■ Exercise aim ■
Reproduce the full listing below exactly. Do not include the pictures.

--- Records for the task ---

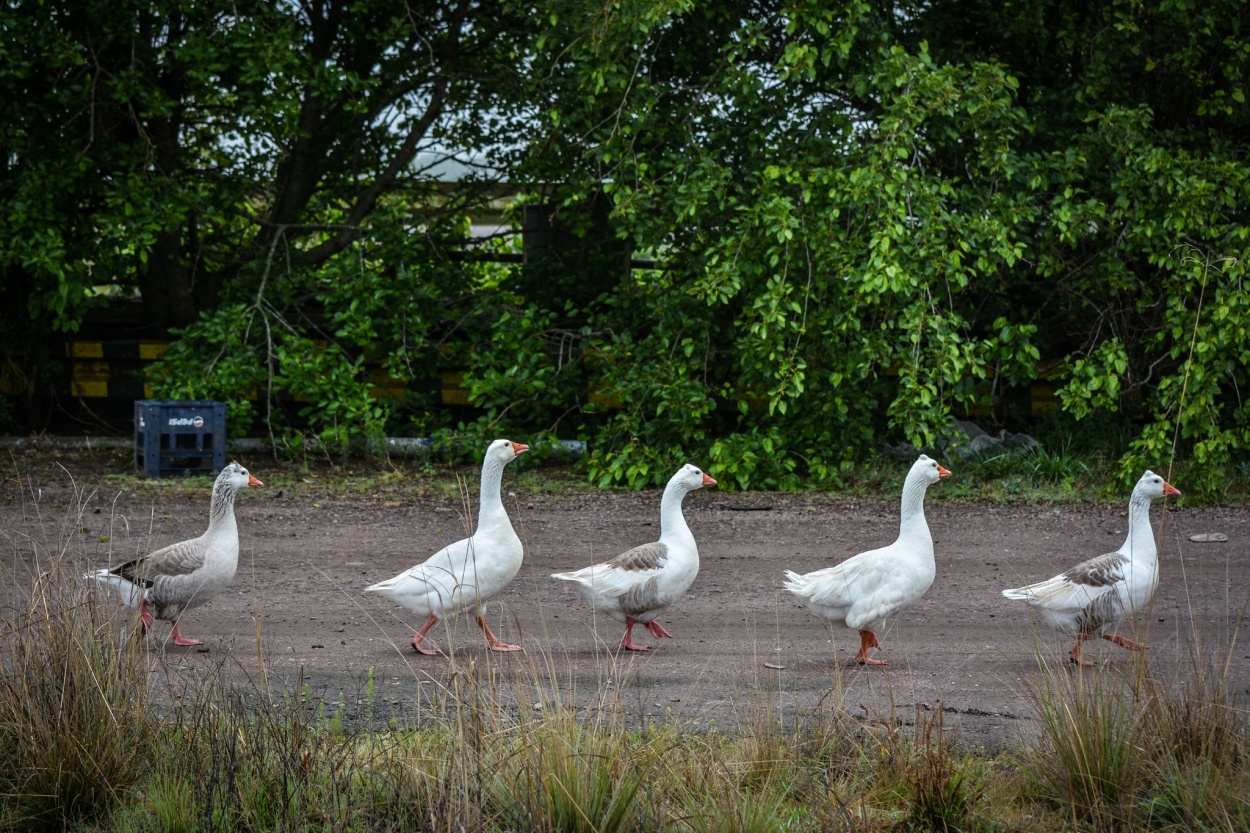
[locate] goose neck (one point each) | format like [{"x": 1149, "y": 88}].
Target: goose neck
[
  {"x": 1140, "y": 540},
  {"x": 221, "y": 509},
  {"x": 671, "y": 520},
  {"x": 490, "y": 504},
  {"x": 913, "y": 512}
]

---

■ Task result ■
[locate] goose neck (one point each) | format like [{"x": 1149, "y": 88}].
Target: goose neck
[
  {"x": 1140, "y": 540},
  {"x": 221, "y": 509},
  {"x": 671, "y": 520},
  {"x": 490, "y": 504},
  {"x": 913, "y": 512}
]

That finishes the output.